**AIM OF THE TASK:**
Answer each question from the text on the Unified Pension Scheme.
(a) How many times may an employee make a partial withdrawal during their service period?
(b) According to the comparison table, which employees does the Unified Pension Scheme apply to?
(c) From what date did the Unified Pension Scheme come into effect?

**SOURCE DOCUMENT:**
____________

UPS Withdrawal Rule and Conditions
The conditions related to the withdrawal are based on two rules, namely complete withdrawal or partial withdrawal, the details of which are as follows:
- Complete Withdrawal: An employee can withdraw a maximum of 60% of their corpus under the Unified Pension Plan. The remaining amount of the corpus will be utilised towards the regular monthly Pension. However, if the withdrawal is made, the monthly Pension can be reduced proportionately. In case of the death of an employee, their spouse receives 60% of the last Pension for their lifetime.
- Partial Withdrawal: An employee can make a partial withdrawal a maximum of three times during their service period. The provision of partial withdrawal is applicable only after a period of three years. Only 25% withdrawal is allowed each time for specific circumstances, such as children’s higher education, medical expenses, etc.
Read Also: NEFT vs RTGS vs UPI vs IMPS: A Comparative Study
Difference Between UPS vs NPS
The key difference between the Unified Pension Scheme and the National Pension Scheme is as follows:
| Particular | UPS | NPS |
|---|---|---|
| Pension Amount | UPS offers a fixed Pension amount. | The Pension through NPS depends on the corpus accumulated. |
| Minimum Pension | A minimum guaranteed Pension of INR 10,000 is provided in this scheme. | There is no provision for a minimum Pension. |
| Eligibility | This scheme applies only to central Government employees. | Both central and state Government employees, along with private individuals, are eligible for NPS. |
| Market Risk | There is no market risk in it. | As the amount under this scheme is invested in market-linked instruments. Hence, it carries a high risk. |
| Inflation | The amount of the Pension is adjusted for inflation. | There are no provisions for inflation adjustment. |
| Portability | Central Government employees opting for UPS can port their investment. | Portability across sectors applies to it. |
Conclusion
The recent introduction of the Unified Pension Scheme by the Government of India is a major reform by the Indian Government in providing benefits to Central Government Employees. It offers an assured Pension without any market risk. However, the Pension amount depends on the corpus accumulated by the employee during their service period. However, it is advisable to consult your investment advisor for your comprehensive retirement planning, as it can help you in managing your expenses post-retirement.
Frequently Asked Questions (FAQs)
What is the minimum Pension amount under the Unified Pension Scheme?
If an employee has served a minimum period of 10 years, they will get a minimum Pension of 10,000 INR per month.
Can a private sector employee get a Pension under the Unified Pension Scheme?
No, a private sector employee cannot invest in the Unified Pension Scheme; therefore, they are not eligible to get a Pension under UPS.
Will UPS provide a Pension to the employee’s family after their death?
Yes, UPS provides a family Pension scheme, which means that in case of the death of an employee, their spouse or an eligible family member will get 60% of the Pension that the employee would have received.
Can an existing employee opt for the Unified Pension Scheme?
Yes, an existing central Government employee can opt for the Unified Pension Scheme once in their service tenure. However, once they opt for UPS, they cannot switch back to NPS.
When will the Unified Pension Scheme come into effect?
The Unified Pension Scheme came into effect from 1st April 2025.
Disclaimer
The securities, funds, and strategies discussed in this blog are provided for informational purposes only. They do not represent endorsements or recommendations. Investors should conduct their own research and seek professional advice before making any investment decisions.

____________

**RECORD EXCERPTS:**
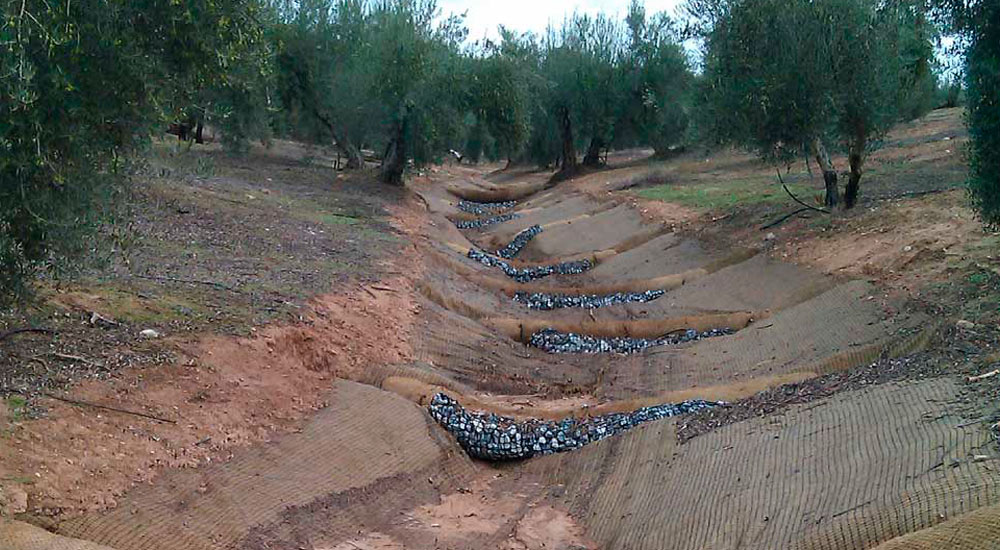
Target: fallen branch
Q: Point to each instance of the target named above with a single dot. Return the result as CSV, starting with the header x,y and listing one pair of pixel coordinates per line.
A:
x,y
107,408
982,377
9,333
188,281
782,219
796,199
77,358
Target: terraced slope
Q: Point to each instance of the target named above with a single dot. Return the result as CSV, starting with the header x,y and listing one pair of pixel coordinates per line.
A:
x,y
855,469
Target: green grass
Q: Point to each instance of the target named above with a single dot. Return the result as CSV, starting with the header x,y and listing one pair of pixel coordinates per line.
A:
x,y
726,194
17,406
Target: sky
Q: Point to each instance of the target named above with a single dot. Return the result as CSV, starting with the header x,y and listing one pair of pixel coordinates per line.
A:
x,y
534,15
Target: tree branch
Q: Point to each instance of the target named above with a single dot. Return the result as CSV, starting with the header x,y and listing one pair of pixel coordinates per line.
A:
x,y
796,199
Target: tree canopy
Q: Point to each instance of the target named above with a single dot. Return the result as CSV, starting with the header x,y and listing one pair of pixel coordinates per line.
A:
x,y
791,79
83,85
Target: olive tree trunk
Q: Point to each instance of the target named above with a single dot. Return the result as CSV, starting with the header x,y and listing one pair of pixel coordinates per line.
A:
x,y
829,173
856,158
568,149
394,160
593,157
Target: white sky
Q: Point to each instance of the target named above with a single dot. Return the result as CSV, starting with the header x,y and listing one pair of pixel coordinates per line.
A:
x,y
533,15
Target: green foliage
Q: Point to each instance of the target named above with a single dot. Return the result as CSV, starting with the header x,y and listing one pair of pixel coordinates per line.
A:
x,y
350,71
780,75
658,84
983,110
83,83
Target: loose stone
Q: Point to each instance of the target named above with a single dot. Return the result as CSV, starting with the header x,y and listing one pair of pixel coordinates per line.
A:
x,y
527,274
519,242
554,341
485,222
542,301
483,208
487,436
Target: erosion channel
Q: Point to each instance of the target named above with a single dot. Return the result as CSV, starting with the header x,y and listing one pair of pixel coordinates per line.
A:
x,y
564,345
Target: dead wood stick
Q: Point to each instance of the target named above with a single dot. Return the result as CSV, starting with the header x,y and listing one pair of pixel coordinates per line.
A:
x,y
782,219
189,281
107,408
9,333
982,377
796,199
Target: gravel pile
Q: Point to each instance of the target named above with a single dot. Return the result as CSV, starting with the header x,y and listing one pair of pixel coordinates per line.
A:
x,y
554,341
542,301
530,273
485,222
483,208
491,437
519,242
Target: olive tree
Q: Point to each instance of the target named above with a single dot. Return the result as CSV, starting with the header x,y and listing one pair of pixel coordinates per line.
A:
x,y
83,85
789,79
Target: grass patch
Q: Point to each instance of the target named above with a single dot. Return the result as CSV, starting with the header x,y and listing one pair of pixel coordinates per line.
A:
x,y
124,305
17,407
726,194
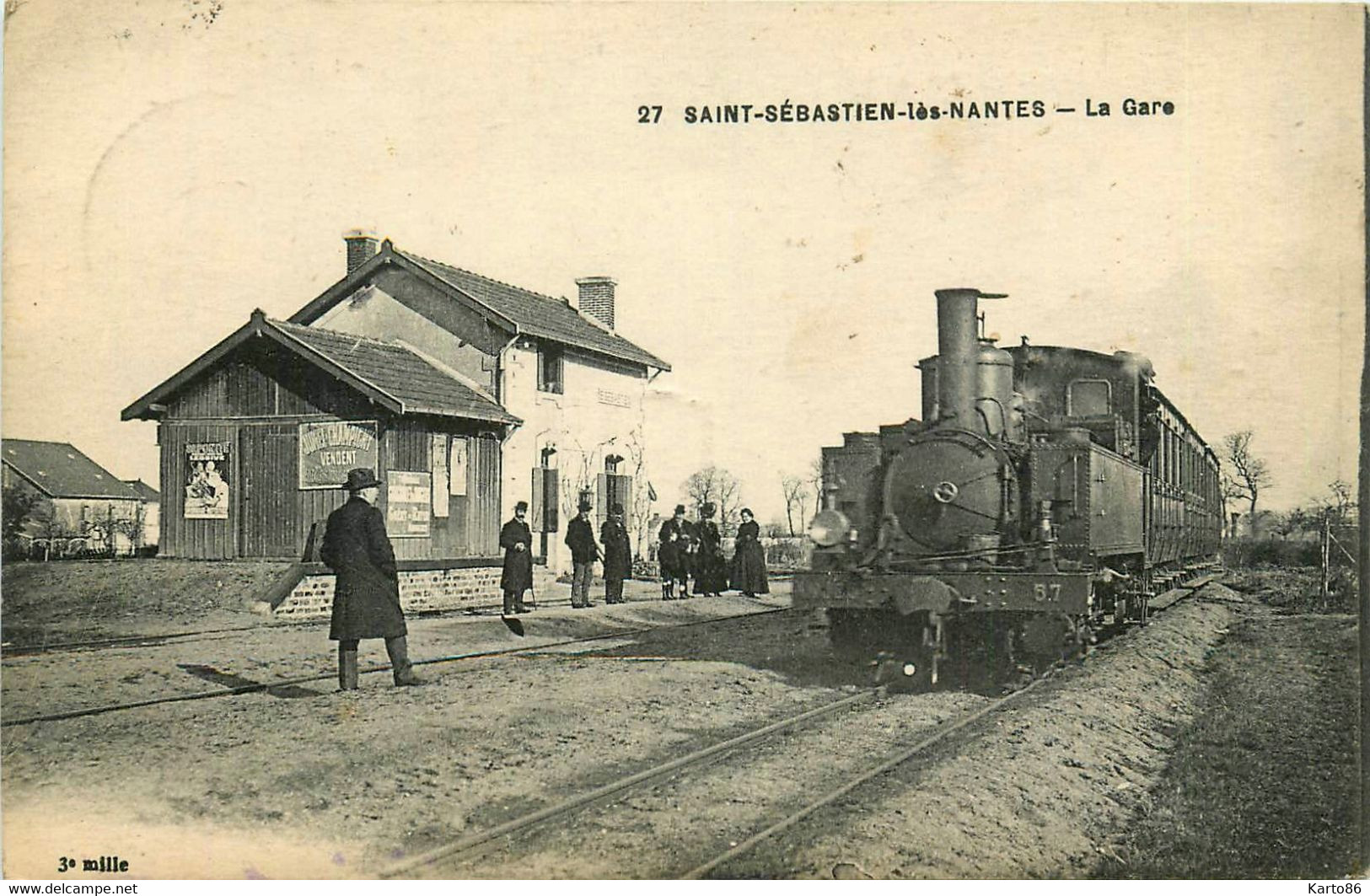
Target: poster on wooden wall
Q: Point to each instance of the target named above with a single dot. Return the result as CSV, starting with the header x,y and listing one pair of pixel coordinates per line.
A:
x,y
407,503
440,475
207,480
456,470
329,449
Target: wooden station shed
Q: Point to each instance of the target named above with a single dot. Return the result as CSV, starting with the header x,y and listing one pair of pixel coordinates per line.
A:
x,y
258,435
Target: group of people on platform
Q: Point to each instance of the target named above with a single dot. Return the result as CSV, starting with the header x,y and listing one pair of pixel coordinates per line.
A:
x,y
688,551
366,596
694,551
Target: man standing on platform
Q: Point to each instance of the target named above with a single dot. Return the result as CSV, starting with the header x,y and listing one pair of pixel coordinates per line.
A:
x,y
618,555
580,539
366,598
517,540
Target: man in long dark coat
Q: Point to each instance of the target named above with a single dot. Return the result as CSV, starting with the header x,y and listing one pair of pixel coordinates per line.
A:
x,y
366,598
618,555
673,555
517,540
580,539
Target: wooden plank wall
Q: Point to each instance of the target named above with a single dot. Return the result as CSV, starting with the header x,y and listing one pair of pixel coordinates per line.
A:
x,y
197,539
256,402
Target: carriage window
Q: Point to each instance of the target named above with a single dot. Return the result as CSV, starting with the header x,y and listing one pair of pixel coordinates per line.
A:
x,y
1088,398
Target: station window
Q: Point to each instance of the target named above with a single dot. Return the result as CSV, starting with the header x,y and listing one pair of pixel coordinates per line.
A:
x,y
1088,398
551,369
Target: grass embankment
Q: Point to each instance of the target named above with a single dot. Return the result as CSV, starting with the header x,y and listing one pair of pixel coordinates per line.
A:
x,y
91,599
1265,782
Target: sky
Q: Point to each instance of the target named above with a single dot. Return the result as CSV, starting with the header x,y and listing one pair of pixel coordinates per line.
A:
x,y
171,164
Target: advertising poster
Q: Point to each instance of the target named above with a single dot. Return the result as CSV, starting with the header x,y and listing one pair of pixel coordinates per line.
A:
x,y
407,503
207,480
456,470
329,449
440,484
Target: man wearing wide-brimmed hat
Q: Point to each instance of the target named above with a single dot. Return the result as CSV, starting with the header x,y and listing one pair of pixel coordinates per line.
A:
x,y
618,555
366,598
673,555
580,539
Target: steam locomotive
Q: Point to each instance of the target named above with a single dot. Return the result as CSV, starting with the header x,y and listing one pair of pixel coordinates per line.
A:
x,y
1048,492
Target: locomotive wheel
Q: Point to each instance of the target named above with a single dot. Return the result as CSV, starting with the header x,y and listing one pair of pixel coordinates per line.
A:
x,y
900,651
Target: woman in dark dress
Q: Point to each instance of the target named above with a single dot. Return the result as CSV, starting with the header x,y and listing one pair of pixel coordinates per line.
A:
x,y
672,555
710,567
749,559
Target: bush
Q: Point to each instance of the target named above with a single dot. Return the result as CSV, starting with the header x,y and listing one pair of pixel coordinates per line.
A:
x,y
1251,552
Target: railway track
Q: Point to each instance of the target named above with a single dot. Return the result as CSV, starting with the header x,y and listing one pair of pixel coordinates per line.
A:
x,y
17,651
332,676
706,757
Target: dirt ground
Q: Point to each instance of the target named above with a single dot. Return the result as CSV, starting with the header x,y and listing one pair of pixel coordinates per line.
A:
x,y
98,599
303,782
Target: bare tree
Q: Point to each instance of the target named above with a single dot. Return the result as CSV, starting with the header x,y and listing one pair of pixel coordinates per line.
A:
x,y
1343,501
815,482
1244,475
796,501
717,486
642,491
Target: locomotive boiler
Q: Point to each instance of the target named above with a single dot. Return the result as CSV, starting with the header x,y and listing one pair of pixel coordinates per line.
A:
x,y
1047,492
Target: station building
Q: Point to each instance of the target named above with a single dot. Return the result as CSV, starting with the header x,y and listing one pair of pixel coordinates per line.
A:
x,y
465,394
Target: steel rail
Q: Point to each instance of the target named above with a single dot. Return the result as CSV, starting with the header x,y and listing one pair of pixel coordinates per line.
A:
x,y
15,651
701,755
924,744
622,784
832,797
288,683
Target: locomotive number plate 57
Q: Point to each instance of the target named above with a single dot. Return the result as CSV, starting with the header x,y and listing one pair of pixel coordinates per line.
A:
x,y
1045,591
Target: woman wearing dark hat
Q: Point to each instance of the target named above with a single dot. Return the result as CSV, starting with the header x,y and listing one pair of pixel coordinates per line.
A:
x,y
749,559
710,567
517,540
618,555
366,598
672,554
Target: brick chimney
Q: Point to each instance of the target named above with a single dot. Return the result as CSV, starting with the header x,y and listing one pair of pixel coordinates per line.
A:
x,y
361,247
598,298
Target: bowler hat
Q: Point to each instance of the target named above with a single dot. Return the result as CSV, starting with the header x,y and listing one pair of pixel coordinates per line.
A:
x,y
361,479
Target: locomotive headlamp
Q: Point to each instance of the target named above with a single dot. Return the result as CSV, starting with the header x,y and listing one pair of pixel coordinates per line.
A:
x,y
829,528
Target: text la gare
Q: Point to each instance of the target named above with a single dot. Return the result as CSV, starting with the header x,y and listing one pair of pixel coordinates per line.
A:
x,y
1098,109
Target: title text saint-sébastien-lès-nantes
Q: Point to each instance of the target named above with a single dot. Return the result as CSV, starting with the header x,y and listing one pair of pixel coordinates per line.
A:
x,y
803,113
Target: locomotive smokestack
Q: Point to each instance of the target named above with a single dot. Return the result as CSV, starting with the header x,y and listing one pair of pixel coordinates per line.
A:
x,y
957,350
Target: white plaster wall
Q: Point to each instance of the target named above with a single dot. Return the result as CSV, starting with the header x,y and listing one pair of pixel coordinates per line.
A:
x,y
581,427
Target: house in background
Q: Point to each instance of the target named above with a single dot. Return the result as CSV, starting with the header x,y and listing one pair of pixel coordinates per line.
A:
x,y
81,507
151,512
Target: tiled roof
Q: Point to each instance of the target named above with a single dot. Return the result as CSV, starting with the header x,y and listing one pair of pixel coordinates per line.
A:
x,y
59,470
144,491
537,314
418,385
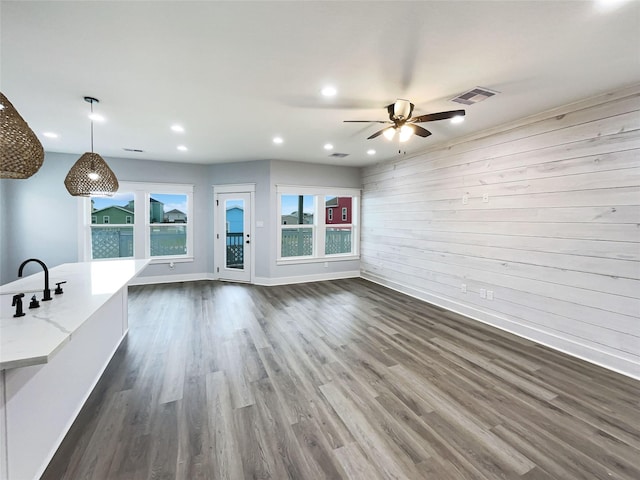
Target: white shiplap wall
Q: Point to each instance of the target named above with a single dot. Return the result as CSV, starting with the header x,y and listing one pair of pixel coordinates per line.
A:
x,y
558,242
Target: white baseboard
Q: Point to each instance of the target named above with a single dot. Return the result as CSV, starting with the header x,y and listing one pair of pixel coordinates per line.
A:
x,y
154,279
318,277
570,347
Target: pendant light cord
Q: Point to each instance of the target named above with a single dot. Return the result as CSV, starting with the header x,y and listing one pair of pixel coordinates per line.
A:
x,y
91,126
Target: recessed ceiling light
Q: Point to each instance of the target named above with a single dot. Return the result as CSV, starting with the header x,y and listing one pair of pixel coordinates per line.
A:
x,y
329,91
608,5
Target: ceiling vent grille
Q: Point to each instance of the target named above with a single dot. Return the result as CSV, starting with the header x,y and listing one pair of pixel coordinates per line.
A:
x,y
476,95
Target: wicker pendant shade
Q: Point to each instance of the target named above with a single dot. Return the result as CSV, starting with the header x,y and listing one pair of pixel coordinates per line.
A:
x,y
91,175
21,153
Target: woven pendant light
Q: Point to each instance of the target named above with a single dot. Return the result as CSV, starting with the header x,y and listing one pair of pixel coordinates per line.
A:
x,y
21,153
91,175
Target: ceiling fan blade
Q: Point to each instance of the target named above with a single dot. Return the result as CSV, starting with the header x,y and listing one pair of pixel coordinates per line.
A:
x,y
430,117
377,134
421,132
366,121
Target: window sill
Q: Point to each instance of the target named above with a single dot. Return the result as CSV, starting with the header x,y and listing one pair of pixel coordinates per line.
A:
x,y
302,260
166,260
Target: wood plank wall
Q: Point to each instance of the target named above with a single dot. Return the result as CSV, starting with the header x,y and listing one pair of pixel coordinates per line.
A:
x,y
558,242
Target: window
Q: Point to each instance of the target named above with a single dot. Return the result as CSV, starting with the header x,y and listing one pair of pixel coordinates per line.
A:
x,y
111,239
165,211
144,221
309,232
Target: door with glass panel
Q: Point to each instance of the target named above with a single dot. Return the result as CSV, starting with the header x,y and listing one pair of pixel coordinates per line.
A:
x,y
233,236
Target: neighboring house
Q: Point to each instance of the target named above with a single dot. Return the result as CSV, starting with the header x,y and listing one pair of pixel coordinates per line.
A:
x,y
235,219
175,216
156,211
338,210
114,214
292,219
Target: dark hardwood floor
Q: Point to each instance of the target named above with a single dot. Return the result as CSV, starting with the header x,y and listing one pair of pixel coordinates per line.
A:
x,y
341,379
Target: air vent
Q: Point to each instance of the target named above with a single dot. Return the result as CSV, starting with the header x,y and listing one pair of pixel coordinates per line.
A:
x,y
476,95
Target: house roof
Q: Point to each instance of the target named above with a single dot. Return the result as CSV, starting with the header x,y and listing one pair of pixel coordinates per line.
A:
x,y
113,207
253,70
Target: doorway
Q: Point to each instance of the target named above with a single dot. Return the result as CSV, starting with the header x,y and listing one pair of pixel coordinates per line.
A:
x,y
233,235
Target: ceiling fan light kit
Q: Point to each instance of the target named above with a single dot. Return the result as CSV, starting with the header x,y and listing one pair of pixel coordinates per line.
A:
x,y
91,175
400,118
21,153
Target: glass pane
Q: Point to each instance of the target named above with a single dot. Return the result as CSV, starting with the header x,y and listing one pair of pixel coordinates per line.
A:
x,y
168,240
112,210
337,240
297,209
297,242
234,218
337,210
111,242
167,208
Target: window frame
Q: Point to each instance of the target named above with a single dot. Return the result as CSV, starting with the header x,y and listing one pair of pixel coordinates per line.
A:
x,y
141,225
320,224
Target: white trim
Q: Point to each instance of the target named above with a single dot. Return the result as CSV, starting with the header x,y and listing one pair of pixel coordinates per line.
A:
x,y
156,279
307,190
234,188
336,257
579,350
318,277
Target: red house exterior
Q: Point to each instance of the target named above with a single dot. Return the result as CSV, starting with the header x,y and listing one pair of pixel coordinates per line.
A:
x,y
338,210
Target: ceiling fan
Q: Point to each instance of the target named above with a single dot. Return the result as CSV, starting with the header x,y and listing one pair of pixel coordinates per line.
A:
x,y
401,120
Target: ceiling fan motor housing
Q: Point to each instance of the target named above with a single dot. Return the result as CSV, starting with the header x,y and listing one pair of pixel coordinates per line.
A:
x,y
402,109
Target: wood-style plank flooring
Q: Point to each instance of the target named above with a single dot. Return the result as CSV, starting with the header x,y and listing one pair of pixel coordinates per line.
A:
x,y
341,379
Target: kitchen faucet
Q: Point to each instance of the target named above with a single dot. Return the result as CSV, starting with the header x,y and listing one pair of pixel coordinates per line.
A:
x,y
47,291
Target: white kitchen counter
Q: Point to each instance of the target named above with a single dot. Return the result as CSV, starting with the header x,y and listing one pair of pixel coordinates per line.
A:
x,y
36,337
52,358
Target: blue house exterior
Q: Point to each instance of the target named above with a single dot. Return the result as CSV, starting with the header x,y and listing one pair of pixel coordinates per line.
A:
x,y
235,219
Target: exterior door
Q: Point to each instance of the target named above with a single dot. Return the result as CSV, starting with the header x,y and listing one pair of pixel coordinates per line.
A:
x,y
233,237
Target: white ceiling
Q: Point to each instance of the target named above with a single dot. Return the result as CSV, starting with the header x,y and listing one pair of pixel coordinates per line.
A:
x,y
236,74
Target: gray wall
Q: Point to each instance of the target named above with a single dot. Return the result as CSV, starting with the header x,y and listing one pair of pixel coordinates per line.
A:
x,y
312,175
39,218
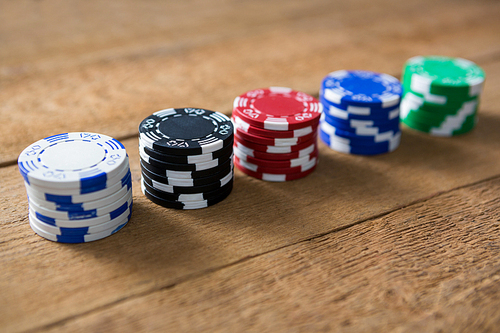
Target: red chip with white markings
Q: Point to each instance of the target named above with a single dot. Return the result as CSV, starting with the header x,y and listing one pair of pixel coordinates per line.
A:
x,y
274,141
297,161
272,156
247,128
276,149
277,109
274,177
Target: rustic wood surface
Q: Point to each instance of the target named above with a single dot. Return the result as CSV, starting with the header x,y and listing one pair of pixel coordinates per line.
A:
x,y
403,242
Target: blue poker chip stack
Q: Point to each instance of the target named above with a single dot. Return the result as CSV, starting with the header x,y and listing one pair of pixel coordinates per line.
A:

____________

**TASK OUTPUT:**
(a) A maximum of three times.
(b) Only central Government employees.
(c) 1st April 2025.